_Task statement:_ Copy each of the following items word for word.

_Data supplied:_
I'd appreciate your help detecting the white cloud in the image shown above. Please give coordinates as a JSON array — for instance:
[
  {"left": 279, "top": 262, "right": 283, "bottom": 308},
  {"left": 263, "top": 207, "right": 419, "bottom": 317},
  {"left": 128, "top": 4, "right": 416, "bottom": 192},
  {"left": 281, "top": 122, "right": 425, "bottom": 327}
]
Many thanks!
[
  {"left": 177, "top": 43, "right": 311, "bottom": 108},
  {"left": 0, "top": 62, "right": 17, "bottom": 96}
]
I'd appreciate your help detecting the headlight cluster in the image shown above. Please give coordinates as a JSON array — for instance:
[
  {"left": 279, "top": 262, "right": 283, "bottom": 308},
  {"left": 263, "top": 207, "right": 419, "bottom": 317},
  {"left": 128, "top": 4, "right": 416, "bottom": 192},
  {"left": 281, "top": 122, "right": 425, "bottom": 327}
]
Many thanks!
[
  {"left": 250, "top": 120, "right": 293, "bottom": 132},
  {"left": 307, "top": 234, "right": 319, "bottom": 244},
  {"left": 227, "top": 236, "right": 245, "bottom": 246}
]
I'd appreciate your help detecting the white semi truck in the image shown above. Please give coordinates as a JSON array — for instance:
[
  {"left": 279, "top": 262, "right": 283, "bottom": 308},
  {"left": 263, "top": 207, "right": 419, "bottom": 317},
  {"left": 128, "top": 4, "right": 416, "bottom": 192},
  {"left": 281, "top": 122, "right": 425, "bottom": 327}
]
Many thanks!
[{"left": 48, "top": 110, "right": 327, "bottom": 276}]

_Complete response:_
I'd appreciate your help detecting the white cloud in the image shown above. Please give coordinates as a JSON array — for instance:
[
  {"left": 279, "top": 262, "right": 283, "bottom": 308},
  {"left": 263, "top": 207, "right": 419, "bottom": 317},
  {"left": 128, "top": 4, "right": 416, "bottom": 192},
  {"left": 281, "top": 122, "right": 425, "bottom": 327}
]
Many thanks!
[
  {"left": 177, "top": 43, "right": 311, "bottom": 108},
  {"left": 0, "top": 62, "right": 17, "bottom": 96}
]
I'd appreciate your help detecting the headlight cluster in the image shown above. Please give coordinates as a JSON array — for instance:
[
  {"left": 279, "top": 262, "right": 283, "bottom": 308},
  {"left": 263, "top": 207, "right": 419, "bottom": 317},
  {"left": 128, "top": 4, "right": 416, "bottom": 192},
  {"left": 281, "top": 122, "right": 425, "bottom": 327}
]
Many thanks!
[
  {"left": 250, "top": 120, "right": 293, "bottom": 132},
  {"left": 307, "top": 234, "right": 319, "bottom": 244},
  {"left": 227, "top": 236, "right": 245, "bottom": 246}
]
I'd appreciate your help detecting the white semi truck in the image shown above. Please give coordinates as a JSON array — for instance:
[
  {"left": 279, "top": 262, "right": 283, "bottom": 308},
  {"left": 263, "top": 207, "right": 419, "bottom": 317},
  {"left": 128, "top": 4, "right": 416, "bottom": 192},
  {"left": 281, "top": 122, "right": 425, "bottom": 327}
]
Many thanks!
[{"left": 48, "top": 110, "right": 327, "bottom": 276}]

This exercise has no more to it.